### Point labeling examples
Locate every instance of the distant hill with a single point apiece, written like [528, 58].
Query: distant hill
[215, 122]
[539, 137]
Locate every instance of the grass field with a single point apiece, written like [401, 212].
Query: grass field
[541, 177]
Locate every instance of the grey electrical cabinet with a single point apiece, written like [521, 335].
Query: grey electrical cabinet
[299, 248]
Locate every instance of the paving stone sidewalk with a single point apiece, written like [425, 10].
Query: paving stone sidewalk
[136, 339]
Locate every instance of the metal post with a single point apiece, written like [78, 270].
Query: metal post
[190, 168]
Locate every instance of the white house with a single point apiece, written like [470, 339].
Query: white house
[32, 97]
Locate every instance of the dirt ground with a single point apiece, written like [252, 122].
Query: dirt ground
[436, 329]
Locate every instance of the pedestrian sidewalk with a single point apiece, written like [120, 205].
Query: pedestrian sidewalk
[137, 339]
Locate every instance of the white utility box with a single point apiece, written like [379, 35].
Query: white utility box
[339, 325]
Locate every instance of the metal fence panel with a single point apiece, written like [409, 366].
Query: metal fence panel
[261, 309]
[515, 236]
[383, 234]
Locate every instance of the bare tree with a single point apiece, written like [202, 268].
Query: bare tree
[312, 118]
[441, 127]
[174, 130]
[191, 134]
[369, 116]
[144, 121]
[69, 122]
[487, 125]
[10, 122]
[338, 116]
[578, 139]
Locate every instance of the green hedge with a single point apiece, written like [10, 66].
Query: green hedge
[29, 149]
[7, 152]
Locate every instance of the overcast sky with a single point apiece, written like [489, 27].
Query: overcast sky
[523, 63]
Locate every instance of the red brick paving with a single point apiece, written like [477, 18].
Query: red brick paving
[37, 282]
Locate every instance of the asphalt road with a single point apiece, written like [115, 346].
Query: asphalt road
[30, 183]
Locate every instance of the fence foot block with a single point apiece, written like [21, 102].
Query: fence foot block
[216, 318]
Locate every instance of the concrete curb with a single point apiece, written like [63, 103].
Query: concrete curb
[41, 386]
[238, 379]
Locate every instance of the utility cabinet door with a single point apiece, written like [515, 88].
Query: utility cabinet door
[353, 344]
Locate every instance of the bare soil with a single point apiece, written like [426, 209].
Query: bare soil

### SHORT PROBLEM
Format every line of the data above as a numbered list, omitting blank lines.

### ANSWER IN FULL
1. Locate every instance of the distant hill with a single point apiece, written like [528, 58].
2. Query: distant hill
3. [215, 122]
4. [539, 137]
5. Locate every instance of the grass field with a single point apiece, written like [401, 212].
6. Query: grass field
7. [541, 177]
8. Locate every instance of the grey electrical cabinet with a single point apiece, written like [521, 335].
9. Query: grey electrical cabinet
10. [299, 248]
11. Locate every instance of the paving stone sidewalk with a single point apiece, written like [425, 10].
12. Query: paving stone sidewalk
13. [136, 339]
14. Locate every instance of the metal post with a single point apiece, written like [78, 270].
15. Query: metal post
16. [190, 168]
17. Locate every instance of the white house with a single point apiece, written like [470, 339].
18. Query: white house
19. [32, 97]
20. Locate every instance of the dirt ground with a single point apiece, written like [252, 122].
21. Query: dirt ground
22. [436, 329]
23. Locate every instance of the pedestrian sidewalk with a single point apiece, written like [120, 205].
24. Query: pedestrian sidewalk
25. [137, 339]
26. Locate every instance of the white utility box with a single point apiece, written like [379, 35].
27. Query: white utility box
28. [339, 325]
29. Locate every instance of the metal fence panel with a single point apiece, written like [409, 366].
30. Query: metal fence panel
31. [261, 309]
32. [515, 236]
33. [383, 234]
34. Locate every instance of the bare tree with a single point apiece, written like [202, 268].
35. Query: bare tree
36. [312, 118]
37. [441, 127]
38. [174, 130]
39. [191, 134]
40. [369, 116]
41. [144, 121]
42. [69, 122]
43. [487, 125]
44. [10, 122]
45. [338, 116]
46. [578, 139]
47. Locate every instance of the green hedge with a single point apiece, written like [10, 66].
48. Query: green hedge
49. [29, 149]
50. [7, 152]
51. Locate every instance of the overcast sky with a single point apiece, written like [489, 27].
52. Query: overcast sky
53. [523, 63]
54. Locate every instance of the red brick paving with a single point apiece, written like [477, 18].
55. Query: red brick paving
56. [37, 282]
57. Locate every instance of the asphalt road with a single point apiece, written like [115, 346].
58. Query: asphalt road
59. [30, 183]
60. Locate every instance of the fence foot block with a single point apiece, written like [21, 102].
61. Query: fence foot block
62. [216, 318]
63. Locate every instance of the concrete curb with a single point apiece, written like [63, 103].
64. Query: concrete curb
65. [41, 386]
66. [238, 379]
67. Locate every instance of the utility cabinet door with a single point apiece, written like [515, 88].
68. Query: utility cabinet door
69. [353, 344]
70. Locate every instance of the bare soil with a single point apiece, written like [426, 209].
71. Query: bare soil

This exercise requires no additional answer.